**TAREFA PROPOSTA 1**
Transcreva, do trecho sobre a ministra da Agricultura, a parte entre "Luciana Amaral e" e "desmatamento na década.", inclusive.

**TRECHO SELECIONADO**

****************

Luciana Amaral e Fábio Pupo*

Do UOL e da Folha, em Brasília

12/02/2020 02h00

Resumo da notícia

  • Para Tereza Cristina (Agricultura), dificuldade em conter exploração na região é reflexo de legislação morosa
  • Ela defende intensificar regularização fundiária para combater atividades ilegais e reforçar fiscalização
  • Ministra se diz contra plano de Guedes de criar o "imposto do pecado" e reonerar cesta básica
  • Afirma ser favorável à agricultura em terras indígenas e diz que país tem que se impor no mercado mundial

Ministra da Agricultura, Tereza Cristina admite que o governo federal pode ter falhado em conter a expansão da fronteira agrícola na Amazônia ao longo de 2019. Ela atribui o problema ao que classifica de "falta de agilidade da legislação" e diz que a regularização fundiária deve ajudar na fiscalização da região, que registrou no ano passado recorde de desmatamento na década.

"Tem gente dizendo que isso [a regularização fundiária] vai facilitar a grilagem. Ao contrário. O que nós precisamos saber é quem está fazendo [o desmate e extração e ocupação ilegal], dar nome aos bois e poder punir", disse Tereza Cristina, em entrevista entrevista ao UOL e à Folha de S.Paulo, em Brasília.

Engenheira agrônoma e deputada federal (DEM-MS) licenciada, ela afirma que a agropecuária não depende da Amazônia para aumentar a produtividade.

A ministra defende o projeto de lei do governo que permite a exploração agropecuária, mineral e turística de terras indígenas e diz enxergá-la como uma equiparação de oportunidades. "Os índios têm que ter as mesmas opções que todos os brasileiros."

****************

**REGISTROS EXTRAÍDOS**
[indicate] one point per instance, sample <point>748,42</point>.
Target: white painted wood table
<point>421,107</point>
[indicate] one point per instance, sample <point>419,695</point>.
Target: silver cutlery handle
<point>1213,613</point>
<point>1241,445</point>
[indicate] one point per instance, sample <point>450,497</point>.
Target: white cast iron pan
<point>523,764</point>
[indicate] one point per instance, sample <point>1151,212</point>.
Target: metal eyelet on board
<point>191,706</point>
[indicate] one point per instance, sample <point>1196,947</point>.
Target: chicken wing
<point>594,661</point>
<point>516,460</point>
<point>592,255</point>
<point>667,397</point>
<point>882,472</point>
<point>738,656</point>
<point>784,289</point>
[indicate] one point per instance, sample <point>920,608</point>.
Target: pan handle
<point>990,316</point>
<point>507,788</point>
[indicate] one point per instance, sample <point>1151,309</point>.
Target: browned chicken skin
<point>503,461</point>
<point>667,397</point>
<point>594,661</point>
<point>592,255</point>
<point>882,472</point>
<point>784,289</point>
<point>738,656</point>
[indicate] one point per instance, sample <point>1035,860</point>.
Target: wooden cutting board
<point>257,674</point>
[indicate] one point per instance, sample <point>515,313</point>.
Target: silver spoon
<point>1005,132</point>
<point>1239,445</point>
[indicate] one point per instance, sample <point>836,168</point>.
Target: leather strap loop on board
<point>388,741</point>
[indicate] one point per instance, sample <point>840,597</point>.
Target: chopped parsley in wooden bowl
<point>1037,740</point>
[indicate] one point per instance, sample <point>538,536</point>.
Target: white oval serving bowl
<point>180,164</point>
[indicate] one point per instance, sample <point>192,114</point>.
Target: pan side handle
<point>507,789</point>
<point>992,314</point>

****************

**TAREFA PROPOSTA 2**
Nos registros, substitua "silver cutlery handle" por "silver knife handle" nas linhas que vão do início até a que contém "<point>1241,445</point>", inclusive. Reproduza apenas essas linhas, sem nenhuma outra alteração.

**RESPOSTA CORRETA 1**
Luciana Amaral e Fábio Pupo*

Do UOL e da Folha, em Brasília

12/02/2020 02h00

Resumo da notícia

  • Para Tereza Cristina (Agricultura), dificuldade em conter exploração na região é reflexo de legislação morosa
  • Ela defende intensificar regularização fundiária para combater atividades ilegais e reforçar fiscalização
  • Ministra se diz contra plano de Guedes de criar o "imposto do pecado" e reonerar cesta básica
  • Afirma ser favorável à agricultura em terras indígenas e diz que país tem que se impor no mercado mundial

Ministra da Agricultura, Tereza Cristina admite que o governo federal pode ter falhado em conter a expansão da fronteira agrícola na Amazônia ao longo de 2019. Ela atribui o problema ao que classifica de "falta de agilidade da legislação" e diz que a regularização fundiária deve ajudar na fiscalização da região, que registrou no ano passado recorde de desmatamento na década.

**RESPOSTA CORRETA 2**
[indicate] one point per instance, sample <point>748,42</point>.
Target: white painted wood table
<point>421,107</point>
[indicate] one point per instance, sample <point>419,695</point>.
Target: silver knife handle
<point>1213,613</point>
<point>1241,445</point>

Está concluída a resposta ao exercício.